* _Selbst ausprobieren_:
Gib aus dem Zeitungsartikel über die Integrations-Werkstätten Oberschwaben den Abschnitt wörtlich wieder, der mit den Worten „Schwäbische Zeitung (Ravensburg“ beginnt und mit „einer Pressemitteilung hieß.“ endet.

Schwäbische Zeitung (Ravensburg / Weingarten)
Sicherheit für 42 Tage
Die Corona-Pandemie trifft auch die 400 Mitarbeiter der Integrations-Werkstätten Oberschwaben in Weingarten
WEINGARTEN - Die Nachricht kam spät und erst auf massiven Druck: Nachdem die Landesregierung am 18. März weitreichende Schließungen von Geschäften und Unternehmen angeordnet hatte, blieben die Werkstätten für Menschen mit Behinderung (WfbM) und der Förderund Betreuungsbereich (FuB) außen vor. Für sie galt die Verordnung zunächst nicht. Für „unverantwortlich“, hielt Dirk Welzin, Geschäftsführer der Integrations-Werkstätten Oberschwaben (IWO) in Weingarten, das Verhandeln der Landesregierung „hier nicht zu handeln“, wie es in einer Pressemitteilung hieß.
Dann kam die Verordnung doch und auch die Finanzierung ist seit Montag, 30. März, gesichert – für 42 Tage. Was dann kommt, sei unklar. Bis zur Mitte der letzten AprilWoche könne man durchhalten, sagt Welzin im Gespräch mit der „Schwäbischen Zeitung“.

* _Bereitgestelltes Material_:
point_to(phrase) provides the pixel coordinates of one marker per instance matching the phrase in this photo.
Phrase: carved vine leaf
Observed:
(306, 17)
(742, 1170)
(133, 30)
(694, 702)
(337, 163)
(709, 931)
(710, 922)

* _Ausgabe siehe unten_:
Schwäbische Zeitung (Ravensburg / Weingarten)
Sicherheit für 42 Tage
Die Corona-Pandemie trifft auch die 400 Mitarbeiter der Integrations-Werkstätten Oberschwaben in Weingarten
WEINGARTEN - Die Nachricht kam spät und erst auf massiven Druck: Nachdem die Landesregierung am 18. März weitreichende Schließungen von Geschäften und Unternehmen angeordnet hatte, blieben die Werkstätten für Menschen mit Behinderung (WfbM) und der Förderund Betreuungsbereich (FuB) außen vor. Für sie galt die Verordnung zunächst nicht. Für „unverantwortlich“, hielt Dirk Welzin, Geschäftsführer der Integrations-Werkstätten Oberschwaben (IWO) in Weingarten, das Verhandeln der Landesregierung „hier nicht zu handeln“, wie es in einer Pressemitteilung hieß.